## START Input records

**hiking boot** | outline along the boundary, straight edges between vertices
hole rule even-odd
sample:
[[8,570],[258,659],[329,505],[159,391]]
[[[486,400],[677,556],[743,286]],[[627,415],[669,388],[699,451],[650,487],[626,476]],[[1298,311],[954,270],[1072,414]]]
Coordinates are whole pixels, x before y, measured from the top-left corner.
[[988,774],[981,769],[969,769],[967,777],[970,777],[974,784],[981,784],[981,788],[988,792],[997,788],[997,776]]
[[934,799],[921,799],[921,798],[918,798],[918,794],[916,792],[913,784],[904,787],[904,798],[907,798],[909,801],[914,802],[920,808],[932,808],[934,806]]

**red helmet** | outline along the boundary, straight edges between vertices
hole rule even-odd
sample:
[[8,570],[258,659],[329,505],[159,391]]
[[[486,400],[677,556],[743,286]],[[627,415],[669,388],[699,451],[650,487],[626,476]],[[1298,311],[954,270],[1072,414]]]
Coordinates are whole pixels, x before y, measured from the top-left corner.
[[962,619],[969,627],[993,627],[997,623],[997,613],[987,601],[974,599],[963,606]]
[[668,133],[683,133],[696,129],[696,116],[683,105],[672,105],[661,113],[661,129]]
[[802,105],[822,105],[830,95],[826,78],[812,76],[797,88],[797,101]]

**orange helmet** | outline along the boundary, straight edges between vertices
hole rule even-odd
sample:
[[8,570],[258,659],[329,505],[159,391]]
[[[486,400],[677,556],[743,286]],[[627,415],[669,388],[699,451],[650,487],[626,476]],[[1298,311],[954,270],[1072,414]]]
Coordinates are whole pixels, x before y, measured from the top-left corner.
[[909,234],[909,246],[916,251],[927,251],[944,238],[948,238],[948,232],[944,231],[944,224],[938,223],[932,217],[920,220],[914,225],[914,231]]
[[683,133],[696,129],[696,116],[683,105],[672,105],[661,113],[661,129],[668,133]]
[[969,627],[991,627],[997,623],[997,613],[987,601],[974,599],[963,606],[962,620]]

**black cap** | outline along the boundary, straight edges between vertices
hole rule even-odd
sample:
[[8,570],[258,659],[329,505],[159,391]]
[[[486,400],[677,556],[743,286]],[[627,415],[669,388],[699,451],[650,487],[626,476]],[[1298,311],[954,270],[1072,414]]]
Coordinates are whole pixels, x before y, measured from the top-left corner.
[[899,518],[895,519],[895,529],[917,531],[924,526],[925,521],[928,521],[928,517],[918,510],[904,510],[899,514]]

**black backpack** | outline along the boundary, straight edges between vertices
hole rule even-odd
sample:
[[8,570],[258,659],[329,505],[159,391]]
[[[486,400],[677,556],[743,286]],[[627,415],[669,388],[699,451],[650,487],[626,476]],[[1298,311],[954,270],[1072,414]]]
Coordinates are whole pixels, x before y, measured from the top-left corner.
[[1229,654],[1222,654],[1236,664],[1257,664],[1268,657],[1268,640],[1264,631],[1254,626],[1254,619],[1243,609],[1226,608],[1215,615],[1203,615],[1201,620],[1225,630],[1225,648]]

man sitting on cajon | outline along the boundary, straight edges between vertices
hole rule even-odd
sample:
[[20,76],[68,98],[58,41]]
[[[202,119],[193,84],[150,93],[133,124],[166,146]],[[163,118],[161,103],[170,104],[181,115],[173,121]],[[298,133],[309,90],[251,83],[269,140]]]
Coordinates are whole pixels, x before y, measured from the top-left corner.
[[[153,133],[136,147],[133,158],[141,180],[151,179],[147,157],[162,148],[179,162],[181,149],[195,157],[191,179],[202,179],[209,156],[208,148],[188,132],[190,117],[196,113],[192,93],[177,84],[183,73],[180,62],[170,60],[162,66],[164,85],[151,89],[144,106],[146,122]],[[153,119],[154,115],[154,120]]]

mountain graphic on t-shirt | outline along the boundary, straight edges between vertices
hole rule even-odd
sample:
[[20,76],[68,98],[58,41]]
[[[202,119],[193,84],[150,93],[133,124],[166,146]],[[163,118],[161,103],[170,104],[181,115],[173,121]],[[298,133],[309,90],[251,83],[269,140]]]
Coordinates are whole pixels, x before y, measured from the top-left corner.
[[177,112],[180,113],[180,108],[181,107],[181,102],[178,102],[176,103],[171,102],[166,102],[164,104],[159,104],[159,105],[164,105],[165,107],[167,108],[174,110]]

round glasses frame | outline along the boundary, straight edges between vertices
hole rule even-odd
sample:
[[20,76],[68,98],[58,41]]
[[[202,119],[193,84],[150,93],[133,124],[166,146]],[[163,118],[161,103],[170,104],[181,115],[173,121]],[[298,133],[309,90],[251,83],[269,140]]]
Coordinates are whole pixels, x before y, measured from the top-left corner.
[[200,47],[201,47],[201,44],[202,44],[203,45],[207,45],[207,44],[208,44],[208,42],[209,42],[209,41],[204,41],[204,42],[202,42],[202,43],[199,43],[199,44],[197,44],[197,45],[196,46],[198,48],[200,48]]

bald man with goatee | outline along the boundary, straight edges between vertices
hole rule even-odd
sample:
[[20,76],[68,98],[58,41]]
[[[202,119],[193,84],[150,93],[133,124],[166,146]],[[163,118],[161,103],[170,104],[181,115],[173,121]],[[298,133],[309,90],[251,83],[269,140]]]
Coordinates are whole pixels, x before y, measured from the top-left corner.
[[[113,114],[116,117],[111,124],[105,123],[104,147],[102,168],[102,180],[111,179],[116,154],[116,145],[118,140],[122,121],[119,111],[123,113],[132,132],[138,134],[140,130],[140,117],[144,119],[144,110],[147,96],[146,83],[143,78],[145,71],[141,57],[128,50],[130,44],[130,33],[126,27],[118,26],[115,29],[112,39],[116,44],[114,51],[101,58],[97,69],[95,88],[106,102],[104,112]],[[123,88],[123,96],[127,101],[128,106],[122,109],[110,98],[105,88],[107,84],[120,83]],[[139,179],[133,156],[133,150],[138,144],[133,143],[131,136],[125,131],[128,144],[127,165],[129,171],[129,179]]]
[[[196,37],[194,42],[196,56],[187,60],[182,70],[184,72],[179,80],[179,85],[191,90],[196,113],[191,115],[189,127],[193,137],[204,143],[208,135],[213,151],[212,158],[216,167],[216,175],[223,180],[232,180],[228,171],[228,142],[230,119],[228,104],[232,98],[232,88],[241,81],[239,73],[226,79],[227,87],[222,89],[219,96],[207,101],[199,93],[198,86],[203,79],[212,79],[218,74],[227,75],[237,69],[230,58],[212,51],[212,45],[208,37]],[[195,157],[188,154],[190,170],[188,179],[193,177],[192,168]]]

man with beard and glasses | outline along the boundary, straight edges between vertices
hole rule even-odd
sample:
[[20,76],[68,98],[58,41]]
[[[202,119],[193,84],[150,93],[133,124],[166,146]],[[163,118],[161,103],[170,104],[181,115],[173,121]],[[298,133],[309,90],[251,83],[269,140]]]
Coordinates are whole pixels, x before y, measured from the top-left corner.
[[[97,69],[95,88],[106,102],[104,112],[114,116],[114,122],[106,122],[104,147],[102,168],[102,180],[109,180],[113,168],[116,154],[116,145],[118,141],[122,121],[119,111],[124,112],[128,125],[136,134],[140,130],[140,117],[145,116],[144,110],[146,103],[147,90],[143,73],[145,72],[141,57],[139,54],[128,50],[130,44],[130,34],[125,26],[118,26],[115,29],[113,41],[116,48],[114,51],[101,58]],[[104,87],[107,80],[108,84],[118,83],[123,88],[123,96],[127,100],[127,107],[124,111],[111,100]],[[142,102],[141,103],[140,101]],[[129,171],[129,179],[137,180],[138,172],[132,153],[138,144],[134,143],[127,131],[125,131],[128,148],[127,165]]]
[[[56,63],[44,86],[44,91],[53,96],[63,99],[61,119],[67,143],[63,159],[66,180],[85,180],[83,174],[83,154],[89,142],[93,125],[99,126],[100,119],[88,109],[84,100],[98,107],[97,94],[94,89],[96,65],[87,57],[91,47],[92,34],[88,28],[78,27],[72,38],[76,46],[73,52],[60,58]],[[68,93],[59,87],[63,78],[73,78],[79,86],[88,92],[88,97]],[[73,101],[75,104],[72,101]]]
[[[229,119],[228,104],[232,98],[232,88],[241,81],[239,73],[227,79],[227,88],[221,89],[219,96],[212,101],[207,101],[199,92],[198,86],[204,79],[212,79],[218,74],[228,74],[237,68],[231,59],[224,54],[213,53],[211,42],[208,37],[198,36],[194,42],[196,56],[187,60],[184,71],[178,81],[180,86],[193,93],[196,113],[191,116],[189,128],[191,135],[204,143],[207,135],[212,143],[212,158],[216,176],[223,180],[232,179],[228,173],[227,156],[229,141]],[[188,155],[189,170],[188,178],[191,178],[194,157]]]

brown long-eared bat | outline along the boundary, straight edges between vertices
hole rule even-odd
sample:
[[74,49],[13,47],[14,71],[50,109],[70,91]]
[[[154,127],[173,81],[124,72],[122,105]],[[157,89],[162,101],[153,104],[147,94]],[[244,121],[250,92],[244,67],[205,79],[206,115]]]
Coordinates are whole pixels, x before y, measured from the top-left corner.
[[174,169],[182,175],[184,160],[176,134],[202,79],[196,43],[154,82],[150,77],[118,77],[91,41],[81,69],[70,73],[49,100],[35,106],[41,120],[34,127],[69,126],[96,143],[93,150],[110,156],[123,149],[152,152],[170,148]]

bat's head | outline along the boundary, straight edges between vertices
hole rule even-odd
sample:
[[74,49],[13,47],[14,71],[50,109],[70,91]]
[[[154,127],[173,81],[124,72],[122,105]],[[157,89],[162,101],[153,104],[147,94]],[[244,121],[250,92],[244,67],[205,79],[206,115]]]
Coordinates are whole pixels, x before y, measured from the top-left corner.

## END Input records

» Do this: Select every line of the records that contains the string "glasses", treating uppercase and lowercase letters as different.

» Expected output:
round glasses frame | outline along the boundary, straight edges between vertices
man with beard and glasses | outline along the boundary, straight edges between vertices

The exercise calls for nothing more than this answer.